- **SELECTED EXTRACT**:
* * * *

Side by side with literary works, the Church produced writings
necessary to her life. In this category must be placed the most
ancient Christian documents written in Latin, the translations of
the Bible made either in Africa or in Italy. Beginning with the
second century, Latin translations of technical works written in
Greek became numerous treatises on medicine, botany, mathematics,
etc. These translations served a practical purpose, and were made
by professionals; consequently they had no literary merit and
aimed at an almost servile exactitude resulting in the retention
of many peculiarities of the original. Hellenisms, a very
questionable feature in the literary works of preceding centuries,
were frequent in these translations. The early Latin versions of
the Bible had the characteristics common to all texts of this
group; Hellenisms abounded in them and even Semitisms filtered in
through the Greek. In the fourth century, when St. Jerome made his
new Latin version of the Scriptures, the partisans of the older
versions to justify their opposition praised loudly the harsh
fidelity of these inelegant translations (Augustine, "De doct.

* * * *

In the passage on early Latin Church writings, where were the Latin translations of the Bible made?

* * * *

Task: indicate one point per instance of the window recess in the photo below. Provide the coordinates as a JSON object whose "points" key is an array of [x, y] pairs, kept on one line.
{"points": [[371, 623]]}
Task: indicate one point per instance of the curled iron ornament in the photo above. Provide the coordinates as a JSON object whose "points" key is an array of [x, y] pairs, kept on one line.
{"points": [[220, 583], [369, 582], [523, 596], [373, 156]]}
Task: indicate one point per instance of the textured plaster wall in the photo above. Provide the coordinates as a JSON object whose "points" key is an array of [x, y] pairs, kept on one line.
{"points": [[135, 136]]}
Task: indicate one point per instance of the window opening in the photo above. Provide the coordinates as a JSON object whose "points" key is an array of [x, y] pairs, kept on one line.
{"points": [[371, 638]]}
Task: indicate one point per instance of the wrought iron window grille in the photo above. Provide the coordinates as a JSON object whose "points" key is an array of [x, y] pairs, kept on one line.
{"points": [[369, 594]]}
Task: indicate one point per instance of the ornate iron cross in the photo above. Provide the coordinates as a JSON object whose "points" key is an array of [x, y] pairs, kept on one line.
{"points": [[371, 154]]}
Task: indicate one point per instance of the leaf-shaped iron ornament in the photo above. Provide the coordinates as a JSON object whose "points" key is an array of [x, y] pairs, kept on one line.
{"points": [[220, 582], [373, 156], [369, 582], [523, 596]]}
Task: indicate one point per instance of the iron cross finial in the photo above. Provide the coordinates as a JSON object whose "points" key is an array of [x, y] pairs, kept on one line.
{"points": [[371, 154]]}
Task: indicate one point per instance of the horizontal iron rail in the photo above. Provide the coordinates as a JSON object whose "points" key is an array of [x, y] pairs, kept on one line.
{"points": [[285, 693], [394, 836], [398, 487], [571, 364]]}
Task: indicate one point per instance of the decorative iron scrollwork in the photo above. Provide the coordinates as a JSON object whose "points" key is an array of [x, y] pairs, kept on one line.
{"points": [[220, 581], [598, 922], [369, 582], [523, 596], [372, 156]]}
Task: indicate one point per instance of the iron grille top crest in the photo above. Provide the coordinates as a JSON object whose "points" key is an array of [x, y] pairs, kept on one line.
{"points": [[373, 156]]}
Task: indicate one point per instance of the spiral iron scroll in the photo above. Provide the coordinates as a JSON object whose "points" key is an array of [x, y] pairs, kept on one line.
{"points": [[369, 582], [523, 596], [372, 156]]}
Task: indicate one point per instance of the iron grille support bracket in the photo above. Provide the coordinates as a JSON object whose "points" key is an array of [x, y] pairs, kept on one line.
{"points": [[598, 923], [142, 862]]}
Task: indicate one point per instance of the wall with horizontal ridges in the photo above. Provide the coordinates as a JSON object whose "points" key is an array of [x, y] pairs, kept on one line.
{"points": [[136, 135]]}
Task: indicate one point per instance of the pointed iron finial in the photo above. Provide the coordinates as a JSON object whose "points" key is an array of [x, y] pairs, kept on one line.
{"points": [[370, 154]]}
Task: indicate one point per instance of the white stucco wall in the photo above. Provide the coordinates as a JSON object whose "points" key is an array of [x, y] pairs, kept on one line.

* * * *

- **YOUR SOLUTION**:
In Africa or in Italy.